Page text: Begin

Expanding plasmid compatibility
A major barrier to multi-plasmid systems is that most plasmids fall into a small number of incompatibility groups, and members of the same group cannot be used in the same cell at the same time. Starting from pMB1, we used a previously-developed orthogonal regulatory RNA library to build six compatible SynORI plasmids. All six could be co-transformed into E. coli in a single reaction and maintained for at least a week. Theoretically, large number of compatible ORIs can be created this way with orthogonal regulatory RNAs designed computationally.
Copy number control
Beyond compatibility, SynORI makes copy number easily tunable rather than a constraint. Because the SynORI plasmids are modular, we can swap elements to dial copy number up or down across a wide range. For example, we achieved a 115-fold change in copy number (from ~1.6 to ~185 copies per cell). We also show that ligand-responsive genetic elements, namely transcription factors and riboswitches, can be used to dynamically control copy number.

Page text: End
Data section: Begin

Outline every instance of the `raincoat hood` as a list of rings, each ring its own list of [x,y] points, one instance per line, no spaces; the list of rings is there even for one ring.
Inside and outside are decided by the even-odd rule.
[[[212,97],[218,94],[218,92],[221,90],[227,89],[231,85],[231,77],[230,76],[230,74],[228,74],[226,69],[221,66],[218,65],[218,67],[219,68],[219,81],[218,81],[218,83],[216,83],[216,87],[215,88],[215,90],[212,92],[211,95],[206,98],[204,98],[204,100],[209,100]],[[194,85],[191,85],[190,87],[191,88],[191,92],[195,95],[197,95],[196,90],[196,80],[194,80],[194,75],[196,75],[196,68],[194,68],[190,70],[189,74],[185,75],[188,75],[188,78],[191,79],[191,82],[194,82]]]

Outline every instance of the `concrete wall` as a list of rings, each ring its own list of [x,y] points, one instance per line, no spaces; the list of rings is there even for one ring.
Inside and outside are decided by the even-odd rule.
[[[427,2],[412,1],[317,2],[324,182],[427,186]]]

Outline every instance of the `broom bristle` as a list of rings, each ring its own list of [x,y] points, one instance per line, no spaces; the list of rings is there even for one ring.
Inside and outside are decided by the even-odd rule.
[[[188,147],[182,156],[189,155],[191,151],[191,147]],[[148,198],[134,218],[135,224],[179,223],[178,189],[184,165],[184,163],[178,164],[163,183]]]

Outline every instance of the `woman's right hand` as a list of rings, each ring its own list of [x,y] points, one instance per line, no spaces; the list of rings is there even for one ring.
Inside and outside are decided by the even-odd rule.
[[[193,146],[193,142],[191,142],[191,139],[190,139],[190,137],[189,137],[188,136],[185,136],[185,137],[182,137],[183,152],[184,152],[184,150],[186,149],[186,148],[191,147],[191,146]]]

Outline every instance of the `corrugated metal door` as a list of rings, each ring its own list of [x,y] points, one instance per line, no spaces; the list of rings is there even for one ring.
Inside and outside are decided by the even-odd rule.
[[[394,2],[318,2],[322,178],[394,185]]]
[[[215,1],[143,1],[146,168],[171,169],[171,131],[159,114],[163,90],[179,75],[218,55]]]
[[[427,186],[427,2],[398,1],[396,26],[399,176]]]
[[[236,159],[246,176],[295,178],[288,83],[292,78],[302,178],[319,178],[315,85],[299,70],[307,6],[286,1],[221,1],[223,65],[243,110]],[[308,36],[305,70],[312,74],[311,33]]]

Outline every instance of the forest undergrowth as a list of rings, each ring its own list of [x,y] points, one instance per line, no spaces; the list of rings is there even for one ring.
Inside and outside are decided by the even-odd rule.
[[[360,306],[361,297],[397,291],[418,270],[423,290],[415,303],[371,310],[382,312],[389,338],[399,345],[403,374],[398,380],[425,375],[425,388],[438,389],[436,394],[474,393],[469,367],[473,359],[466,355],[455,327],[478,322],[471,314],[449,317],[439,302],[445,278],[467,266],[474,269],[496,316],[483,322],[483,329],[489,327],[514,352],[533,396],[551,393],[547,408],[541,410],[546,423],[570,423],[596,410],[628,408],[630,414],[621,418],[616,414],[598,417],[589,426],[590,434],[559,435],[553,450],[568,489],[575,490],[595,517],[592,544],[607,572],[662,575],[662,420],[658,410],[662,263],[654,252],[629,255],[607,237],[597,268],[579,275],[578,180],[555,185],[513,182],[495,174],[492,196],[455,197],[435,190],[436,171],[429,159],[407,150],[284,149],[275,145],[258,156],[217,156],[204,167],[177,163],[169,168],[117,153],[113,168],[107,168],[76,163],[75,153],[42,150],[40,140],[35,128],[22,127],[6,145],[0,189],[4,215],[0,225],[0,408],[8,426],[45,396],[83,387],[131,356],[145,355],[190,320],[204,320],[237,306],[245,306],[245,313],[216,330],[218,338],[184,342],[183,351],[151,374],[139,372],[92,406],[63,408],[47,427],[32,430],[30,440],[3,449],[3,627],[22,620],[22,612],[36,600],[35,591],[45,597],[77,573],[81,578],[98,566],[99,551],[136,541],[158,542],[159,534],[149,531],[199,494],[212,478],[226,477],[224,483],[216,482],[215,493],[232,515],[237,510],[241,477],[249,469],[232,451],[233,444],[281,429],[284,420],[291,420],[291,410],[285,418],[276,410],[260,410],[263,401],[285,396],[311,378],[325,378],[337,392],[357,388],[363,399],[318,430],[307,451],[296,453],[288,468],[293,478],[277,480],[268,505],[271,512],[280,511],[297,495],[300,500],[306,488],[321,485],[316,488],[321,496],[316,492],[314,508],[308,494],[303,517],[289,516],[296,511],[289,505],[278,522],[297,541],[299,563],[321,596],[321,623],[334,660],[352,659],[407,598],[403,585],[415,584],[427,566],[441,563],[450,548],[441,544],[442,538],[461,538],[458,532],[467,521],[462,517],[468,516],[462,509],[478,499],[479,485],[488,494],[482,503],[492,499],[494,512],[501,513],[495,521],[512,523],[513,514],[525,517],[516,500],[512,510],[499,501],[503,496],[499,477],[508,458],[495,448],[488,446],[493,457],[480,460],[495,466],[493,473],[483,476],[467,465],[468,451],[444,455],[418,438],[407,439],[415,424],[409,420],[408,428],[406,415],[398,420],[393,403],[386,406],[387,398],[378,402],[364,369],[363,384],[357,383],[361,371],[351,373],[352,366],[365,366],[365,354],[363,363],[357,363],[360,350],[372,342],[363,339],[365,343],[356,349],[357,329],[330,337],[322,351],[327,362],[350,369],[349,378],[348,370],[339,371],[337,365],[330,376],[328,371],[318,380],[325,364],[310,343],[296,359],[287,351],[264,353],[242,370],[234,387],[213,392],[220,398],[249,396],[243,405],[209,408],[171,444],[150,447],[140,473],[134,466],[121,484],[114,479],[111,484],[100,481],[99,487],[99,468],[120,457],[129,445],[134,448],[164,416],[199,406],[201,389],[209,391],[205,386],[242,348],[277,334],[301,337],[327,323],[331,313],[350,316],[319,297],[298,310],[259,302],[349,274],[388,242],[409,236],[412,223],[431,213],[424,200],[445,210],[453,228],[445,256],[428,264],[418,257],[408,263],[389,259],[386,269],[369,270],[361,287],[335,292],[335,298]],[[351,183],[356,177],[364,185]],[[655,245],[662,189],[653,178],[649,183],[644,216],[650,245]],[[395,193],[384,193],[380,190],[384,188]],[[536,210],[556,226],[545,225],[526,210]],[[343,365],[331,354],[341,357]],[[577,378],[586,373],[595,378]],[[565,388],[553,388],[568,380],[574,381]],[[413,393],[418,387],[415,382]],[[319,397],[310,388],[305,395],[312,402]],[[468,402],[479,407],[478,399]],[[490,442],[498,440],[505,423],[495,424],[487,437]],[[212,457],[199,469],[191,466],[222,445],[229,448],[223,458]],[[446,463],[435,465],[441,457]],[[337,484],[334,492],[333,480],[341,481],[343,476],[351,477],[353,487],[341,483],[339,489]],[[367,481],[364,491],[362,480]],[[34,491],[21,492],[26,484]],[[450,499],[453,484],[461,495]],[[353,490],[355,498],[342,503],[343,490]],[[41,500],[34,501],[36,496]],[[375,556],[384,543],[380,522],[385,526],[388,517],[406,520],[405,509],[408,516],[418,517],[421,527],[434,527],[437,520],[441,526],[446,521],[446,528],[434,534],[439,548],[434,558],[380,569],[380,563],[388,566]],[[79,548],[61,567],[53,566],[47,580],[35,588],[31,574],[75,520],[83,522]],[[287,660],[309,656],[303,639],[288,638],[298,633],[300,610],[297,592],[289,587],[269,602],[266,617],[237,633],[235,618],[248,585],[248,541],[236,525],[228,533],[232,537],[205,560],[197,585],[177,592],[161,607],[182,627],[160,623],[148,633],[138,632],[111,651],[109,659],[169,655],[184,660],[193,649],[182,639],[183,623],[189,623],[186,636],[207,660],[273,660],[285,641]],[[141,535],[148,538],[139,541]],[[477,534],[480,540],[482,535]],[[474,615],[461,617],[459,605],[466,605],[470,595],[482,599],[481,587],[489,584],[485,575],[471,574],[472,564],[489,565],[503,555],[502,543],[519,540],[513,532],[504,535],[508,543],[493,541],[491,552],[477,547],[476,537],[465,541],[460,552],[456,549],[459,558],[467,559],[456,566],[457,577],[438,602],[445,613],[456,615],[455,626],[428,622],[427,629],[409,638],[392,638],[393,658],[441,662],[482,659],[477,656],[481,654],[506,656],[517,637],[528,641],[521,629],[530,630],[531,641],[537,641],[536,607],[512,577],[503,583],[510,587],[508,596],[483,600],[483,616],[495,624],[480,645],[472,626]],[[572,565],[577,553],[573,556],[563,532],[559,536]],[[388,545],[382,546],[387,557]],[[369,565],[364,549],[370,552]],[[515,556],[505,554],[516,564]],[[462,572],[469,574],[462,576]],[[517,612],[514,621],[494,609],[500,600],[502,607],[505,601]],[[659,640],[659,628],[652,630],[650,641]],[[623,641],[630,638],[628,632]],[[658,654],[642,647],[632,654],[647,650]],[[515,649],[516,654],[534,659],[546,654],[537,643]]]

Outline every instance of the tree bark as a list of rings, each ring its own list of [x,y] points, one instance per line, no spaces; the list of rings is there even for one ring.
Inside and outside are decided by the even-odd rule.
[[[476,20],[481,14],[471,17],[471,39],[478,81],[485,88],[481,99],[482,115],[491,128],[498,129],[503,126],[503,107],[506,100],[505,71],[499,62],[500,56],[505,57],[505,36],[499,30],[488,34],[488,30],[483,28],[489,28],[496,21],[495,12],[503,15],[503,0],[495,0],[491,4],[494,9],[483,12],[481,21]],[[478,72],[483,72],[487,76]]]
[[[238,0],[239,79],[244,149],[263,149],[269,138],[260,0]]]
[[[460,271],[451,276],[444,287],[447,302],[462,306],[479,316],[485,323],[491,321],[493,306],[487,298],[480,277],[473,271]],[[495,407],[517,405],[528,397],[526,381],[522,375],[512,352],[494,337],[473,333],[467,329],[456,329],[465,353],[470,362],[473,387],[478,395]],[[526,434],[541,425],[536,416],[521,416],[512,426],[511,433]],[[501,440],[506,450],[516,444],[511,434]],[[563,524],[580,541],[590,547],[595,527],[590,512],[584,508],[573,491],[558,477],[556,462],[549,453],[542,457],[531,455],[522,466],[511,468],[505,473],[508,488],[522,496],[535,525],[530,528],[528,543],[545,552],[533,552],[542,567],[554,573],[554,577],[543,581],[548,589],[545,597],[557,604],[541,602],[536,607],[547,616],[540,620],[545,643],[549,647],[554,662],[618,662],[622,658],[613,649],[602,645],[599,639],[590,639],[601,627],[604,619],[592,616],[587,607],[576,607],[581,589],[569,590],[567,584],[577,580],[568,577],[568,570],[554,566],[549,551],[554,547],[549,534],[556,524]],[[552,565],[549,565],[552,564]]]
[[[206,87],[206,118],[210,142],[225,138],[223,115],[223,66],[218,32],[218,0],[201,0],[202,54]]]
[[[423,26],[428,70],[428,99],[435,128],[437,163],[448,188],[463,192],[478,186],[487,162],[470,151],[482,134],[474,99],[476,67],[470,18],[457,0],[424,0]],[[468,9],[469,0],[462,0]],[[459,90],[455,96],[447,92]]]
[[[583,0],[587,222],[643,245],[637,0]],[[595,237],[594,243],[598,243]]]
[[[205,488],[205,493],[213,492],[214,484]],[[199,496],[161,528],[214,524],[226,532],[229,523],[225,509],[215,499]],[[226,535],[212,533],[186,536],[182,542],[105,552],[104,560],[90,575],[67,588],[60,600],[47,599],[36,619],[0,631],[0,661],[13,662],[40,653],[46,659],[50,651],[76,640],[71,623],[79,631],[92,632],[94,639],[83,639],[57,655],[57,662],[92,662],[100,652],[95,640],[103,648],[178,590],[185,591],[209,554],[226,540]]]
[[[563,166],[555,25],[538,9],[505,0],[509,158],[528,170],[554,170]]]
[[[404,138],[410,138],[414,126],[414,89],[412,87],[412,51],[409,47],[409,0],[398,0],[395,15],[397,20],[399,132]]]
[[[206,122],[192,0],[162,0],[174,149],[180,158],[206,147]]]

Data section: End

What you should do:
In the page text on SynORI plasmids, what fold change in copy number was achieved, and across what range?

Answer box:
A 115-fold change, from about 1.6 to about 185 copies per cell.